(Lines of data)
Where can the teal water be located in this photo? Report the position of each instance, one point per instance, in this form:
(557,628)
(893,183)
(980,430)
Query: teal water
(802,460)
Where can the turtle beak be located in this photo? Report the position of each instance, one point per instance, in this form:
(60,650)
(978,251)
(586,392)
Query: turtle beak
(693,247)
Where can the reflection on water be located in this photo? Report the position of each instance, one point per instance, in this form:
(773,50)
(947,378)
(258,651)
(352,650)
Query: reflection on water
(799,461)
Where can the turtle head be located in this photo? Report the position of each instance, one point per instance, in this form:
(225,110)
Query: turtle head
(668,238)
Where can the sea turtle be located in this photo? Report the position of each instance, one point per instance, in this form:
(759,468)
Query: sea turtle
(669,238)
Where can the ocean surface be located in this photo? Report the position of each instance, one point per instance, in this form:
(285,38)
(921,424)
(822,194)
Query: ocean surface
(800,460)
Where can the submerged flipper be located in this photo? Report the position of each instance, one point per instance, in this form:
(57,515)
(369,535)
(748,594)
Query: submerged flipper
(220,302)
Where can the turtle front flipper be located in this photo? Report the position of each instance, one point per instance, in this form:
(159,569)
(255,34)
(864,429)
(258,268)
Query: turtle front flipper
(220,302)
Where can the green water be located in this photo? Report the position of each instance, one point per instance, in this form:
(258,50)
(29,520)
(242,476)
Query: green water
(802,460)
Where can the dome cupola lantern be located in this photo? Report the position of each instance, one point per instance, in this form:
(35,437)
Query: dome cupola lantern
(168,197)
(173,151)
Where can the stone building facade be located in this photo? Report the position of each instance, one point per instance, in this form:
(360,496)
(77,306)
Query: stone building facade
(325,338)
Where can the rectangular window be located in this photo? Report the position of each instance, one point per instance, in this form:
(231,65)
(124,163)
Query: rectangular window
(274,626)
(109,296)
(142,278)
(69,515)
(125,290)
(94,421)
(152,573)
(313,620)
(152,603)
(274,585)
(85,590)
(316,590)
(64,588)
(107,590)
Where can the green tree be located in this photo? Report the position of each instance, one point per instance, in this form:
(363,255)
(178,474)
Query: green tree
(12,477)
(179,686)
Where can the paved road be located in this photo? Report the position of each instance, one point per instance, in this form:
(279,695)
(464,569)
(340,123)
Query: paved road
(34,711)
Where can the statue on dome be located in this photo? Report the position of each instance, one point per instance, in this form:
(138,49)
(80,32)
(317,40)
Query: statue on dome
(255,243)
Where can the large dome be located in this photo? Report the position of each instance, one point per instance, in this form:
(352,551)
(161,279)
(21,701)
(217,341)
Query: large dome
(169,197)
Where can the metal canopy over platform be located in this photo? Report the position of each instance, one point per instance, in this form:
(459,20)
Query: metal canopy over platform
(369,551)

### What is asked:
Give back the lines above exactly, from the one with "Where can the statue" through the last line.

### Response for this exercise:
Where can the statue on dome be located in this photo? Report the position of each instance, one point per instance, in this form:
(138,49)
(80,32)
(317,40)
Query: statue on dome
(255,243)
Where can the large dome be located in this photo? Report the position of each instance, one point per instance, in this form:
(352,551)
(161,279)
(21,701)
(217,341)
Query: large dome
(169,197)
Where can the metal canopy over platform be located in this photo? Report the position of each instance, one point per instance, in this form:
(459,20)
Query: metal canopy over platform
(369,551)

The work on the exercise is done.